## Document section:
Now through June 30, the Library of Virginia is accepting ballots for the best work of fiction and non-fiction by a Virginia author.  Winners will be announced at the Library of Virginia  Awards Celebration on October 17, 2009.  Here are the chosen books for this year. 

FICTION

Divine Justice by David Baldacci

People of the Book by Geraldine Brooks

The Legal Limit by Martin Clark

The Fire by Katherine Neville

Tomato Girl by Jayne Pupek

NONFICTION

This Republic of Suffering: Death and the American Civil War by Drew Gilpin Faust.

The Hemingses of Monticello, an American Family by Annette Gordon-Reed.

A Voyage Long and Strange; Rediscovering the New World by Tony Horwitz.

The Place to Be; Washington, CBS and the Glory Days of Television News by Roger Mudd

Because the Cat Purrs: How We Relate to Other Species and Why it Matters by Janet Lembke (This title is still on order and we await it’s arrival)

Stop by and check these titles out and vote for your favorite!

May 27th, 2009

I have been wanting to read the book “The Guernsey Literary and Potato Peel Pie Society” by Mary Ann Shaffer and Annie Barrows for quite some time. The title was very intriguing, but the thought of letters written to each other to form a novel, well, it threw me off for a while from reading it. A couple of the patrons here (thank you ladies) encouraged me to read it, saying it was very good. I broke down, checked out the book and haven’t put it down since.
The book starts off as letters between an author, Juliet, and her publisher, Sidney. She is thinking of a topic to write for her next novel after writing a best selling series during World War II. She receives a letter about a literary group on the British Isle of Guernsey, sparking her interest in the occupation by the German soldiers during the war. The letters between the literary society and Juliet are sincere, heartwarming, and encouraging. It made you feel like you were listening to a conversation between two of your oldest friends.

May 22nd, 2009

Administrative housekeeping first… we are OPEN on Saturday, May 23, but CLOSED on Memorial Day (May 25) Have a great weekend, enjoy a picnic, and stop by to get a goood book from us!

Everybody has probably already heard about the beef recall, but here are several links to the stories published in the paper and on the news. Specifically, the first link will take you to a list of the recalled products. I know I said to have a picnic, but don’t invite the e. coli!

## Data section:
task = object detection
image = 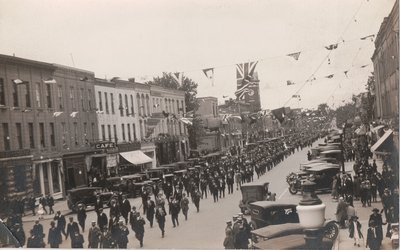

## Problem details:
From the library blog post, extract the passage between "A Voyage Long" and "await it’s arrival)", inclusive. The material after the library blog post is separate from it.

## Response:
A Voyage Long and Strange; Rediscovering the New World by Tony Horwitz.

The Place to Be; Washington, CBS and the Glory Days of Television News by Roger Mudd

Because the Cat Purrs: How We Relate to Other Species and Why it Matters by Janet Lembke (This title is still on order and we await it’s arrival)